## Instructions for the task:
Reproduce the material below line for line, without changing a single character.
────────────────────
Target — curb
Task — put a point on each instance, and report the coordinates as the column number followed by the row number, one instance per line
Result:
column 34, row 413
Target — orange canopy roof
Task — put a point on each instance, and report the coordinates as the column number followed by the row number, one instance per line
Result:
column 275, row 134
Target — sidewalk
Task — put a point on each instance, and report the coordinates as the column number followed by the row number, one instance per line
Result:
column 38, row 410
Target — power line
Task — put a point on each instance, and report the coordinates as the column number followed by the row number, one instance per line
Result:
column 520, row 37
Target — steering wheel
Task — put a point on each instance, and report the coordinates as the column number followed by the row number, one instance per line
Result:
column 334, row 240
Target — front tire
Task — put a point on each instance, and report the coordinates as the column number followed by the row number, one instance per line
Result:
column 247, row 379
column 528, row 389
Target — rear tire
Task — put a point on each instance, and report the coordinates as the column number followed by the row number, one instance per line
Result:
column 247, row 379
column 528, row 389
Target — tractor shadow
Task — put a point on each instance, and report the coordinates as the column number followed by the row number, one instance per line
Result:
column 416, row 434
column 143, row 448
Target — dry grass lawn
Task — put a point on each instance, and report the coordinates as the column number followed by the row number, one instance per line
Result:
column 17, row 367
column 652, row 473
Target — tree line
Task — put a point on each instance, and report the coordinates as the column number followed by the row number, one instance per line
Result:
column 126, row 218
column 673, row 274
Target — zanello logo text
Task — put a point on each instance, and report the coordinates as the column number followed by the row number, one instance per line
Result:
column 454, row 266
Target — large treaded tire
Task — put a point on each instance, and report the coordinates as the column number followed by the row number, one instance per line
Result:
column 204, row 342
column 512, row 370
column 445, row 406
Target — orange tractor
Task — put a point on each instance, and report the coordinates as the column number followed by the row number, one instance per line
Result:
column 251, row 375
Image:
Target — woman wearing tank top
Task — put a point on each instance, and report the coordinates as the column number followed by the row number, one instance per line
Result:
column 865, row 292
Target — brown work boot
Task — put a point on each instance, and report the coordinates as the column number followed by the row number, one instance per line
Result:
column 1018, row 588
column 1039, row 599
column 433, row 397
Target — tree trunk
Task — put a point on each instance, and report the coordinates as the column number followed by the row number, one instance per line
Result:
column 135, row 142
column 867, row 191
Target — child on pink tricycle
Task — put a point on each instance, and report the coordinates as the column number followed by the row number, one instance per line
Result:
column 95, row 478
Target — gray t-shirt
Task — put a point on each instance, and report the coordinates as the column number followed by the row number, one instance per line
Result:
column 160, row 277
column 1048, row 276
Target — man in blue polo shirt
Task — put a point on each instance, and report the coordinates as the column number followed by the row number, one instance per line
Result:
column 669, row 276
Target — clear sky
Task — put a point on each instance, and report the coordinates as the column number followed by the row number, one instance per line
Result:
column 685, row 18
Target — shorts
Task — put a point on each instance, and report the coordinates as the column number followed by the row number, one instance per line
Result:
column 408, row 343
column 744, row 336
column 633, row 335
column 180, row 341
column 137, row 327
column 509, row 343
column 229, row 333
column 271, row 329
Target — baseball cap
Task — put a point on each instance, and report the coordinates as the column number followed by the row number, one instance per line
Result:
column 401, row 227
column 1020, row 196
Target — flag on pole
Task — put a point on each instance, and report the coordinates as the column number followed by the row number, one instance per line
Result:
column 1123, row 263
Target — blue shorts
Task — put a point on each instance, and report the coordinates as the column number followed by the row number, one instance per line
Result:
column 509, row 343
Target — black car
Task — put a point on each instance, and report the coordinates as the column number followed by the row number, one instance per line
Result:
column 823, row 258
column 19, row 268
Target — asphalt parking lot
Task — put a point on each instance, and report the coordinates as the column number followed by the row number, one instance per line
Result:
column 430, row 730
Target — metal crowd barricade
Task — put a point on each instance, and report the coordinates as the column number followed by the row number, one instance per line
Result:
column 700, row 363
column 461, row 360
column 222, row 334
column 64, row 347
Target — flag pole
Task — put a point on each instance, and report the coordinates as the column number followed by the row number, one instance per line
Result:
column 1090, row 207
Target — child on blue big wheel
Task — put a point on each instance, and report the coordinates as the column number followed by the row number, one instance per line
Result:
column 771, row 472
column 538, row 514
────────────────────
## Answer to this problem:
Target — curb
Task — put a point on each instance, and report the coordinates as the column number followed by the row number, one instance per line
Result:
column 34, row 413
Target — orange canopy roof
Task — put a point on each instance, and report the coordinates as the column number followed by the row number, one instance per line
Result:
column 275, row 134
Target — sidewalk
Task — put a point on each instance, and report the coordinates as the column number followed by the row number, one instance per line
Result:
column 38, row 410
Target — power line
Task — put a point on each instance, and report the coordinates as the column number followed by the row number, one instance per line
Result:
column 520, row 37
Target — steering wheel
Task — put a point on each instance, and report the coordinates as the column number followed by the row number, one instance per line
Result:
column 334, row 240
Target — front tire
Task — put a point on each instance, and report the coordinates as the column number followed by the row number, one instance per line
Result:
column 247, row 379
column 528, row 389
Target — rear tire
Task — put a point on each instance, and report the coordinates as the column number followed by the row number, one instance per line
Result:
column 247, row 379
column 528, row 389
Target — tractor shadow
Task — put a point on each instance, and report the coordinates as the column number followed by the row number, one instance per line
Result:
column 416, row 434
column 143, row 448
Target — dry grass lawn
Task — put a point on each instance, and report the coordinates as the column number followed by the row number, one instance per line
Result:
column 17, row 367
column 652, row 473
Target — tree line
Task — put a point on each instance, and report the coordinates as the column number followed by the row number, one instance per line
Result:
column 126, row 218
column 673, row 274
Target — zanello logo text
Task — put a point on each instance, and report the coordinates as the column number followed by the row number, one instance per line
Result:
column 454, row 266
Target — large treaded tire
Task — put a point on each instance, and report the coordinates as the column number followed by the row number, one instance per line
Result:
column 204, row 342
column 512, row 370
column 445, row 406
Target — orange tractor
Task — put a point on each instance, and report the coordinates as the column number followed by the row number, one instance per line
Result:
column 251, row 375
Image:
Target — woman wearing tank top
Task — put a point on each instance, and report the coordinates as the column number followed by the row number, one instance per line
Result:
column 865, row 292
Target — brown work boot
Task — put a point on each instance, and report the coordinates as the column number followed by the row number, one instance per line
Result:
column 1018, row 588
column 1039, row 599
column 433, row 397
Target — tree trunk
Task — put a point on each instance, and report the coordinates as the column number followed by the row number, one instance per line
Result:
column 135, row 142
column 867, row 191
Target — child on pink tricycle
Task — put a point on each instance, and report the coordinates as the column number followed by the row number, one instance per line
Result:
column 95, row 478
Target — gray t-shirt
Task — put a point on each instance, and report the coordinates as the column number followed by the row number, one instance per line
Result:
column 160, row 277
column 1048, row 276
Target — man in blue polo shirt
Task — put a point on each instance, and report the coordinates as the column number followed by the row number, one instance per line
Result:
column 669, row 276
Target — clear sky
Task — put a point on each instance, and report the coordinates as the column number followed by the row number, one instance per line
Result:
column 685, row 18
Target — shorts
Task — put a point on each instance, and report the coordinates as the column number followed by the row number, one instance per line
Result:
column 408, row 343
column 744, row 336
column 633, row 335
column 180, row 341
column 137, row 327
column 509, row 343
column 229, row 333
column 271, row 329
Target — baseball cap
Task — put a point on each instance, and report the coordinates as the column number followed by the row number, one instance per line
Result:
column 401, row 227
column 1020, row 196
Target — flag on pole
Task — put a point on each instance, and report the coordinates as the column number followed by the row number, one instance per line
Result:
column 1123, row 263
Target — blue shorts
Task — put a point on each instance, and report the coordinates as the column number followed by the row number, one instance per line
Result:
column 509, row 343
Target — black car
Task — put a point on each instance, and report the coordinates as the column number followed by the row number, one instance per line
Result:
column 823, row 258
column 19, row 268
Target — asphalt parking lot
Task — put a point on each instance, and report the coordinates as the column number followed by the row number, one instance per line
Result:
column 430, row 730
Target — metal crowd barricade
Task — put a point on each instance, and report the coordinates as the column number followed by the row number, one instance per line
Result:
column 700, row 363
column 461, row 360
column 222, row 334
column 64, row 347
Target — flag pole
Task — put a point on each instance, and report the coordinates as the column number followed by the row number, one instance per line
Result:
column 1090, row 207
Target — child on blue big wheel
Task — put a point on each instance, and report the coordinates as the column number followed by the row number, one instance per line
Result:
column 771, row 472
column 538, row 514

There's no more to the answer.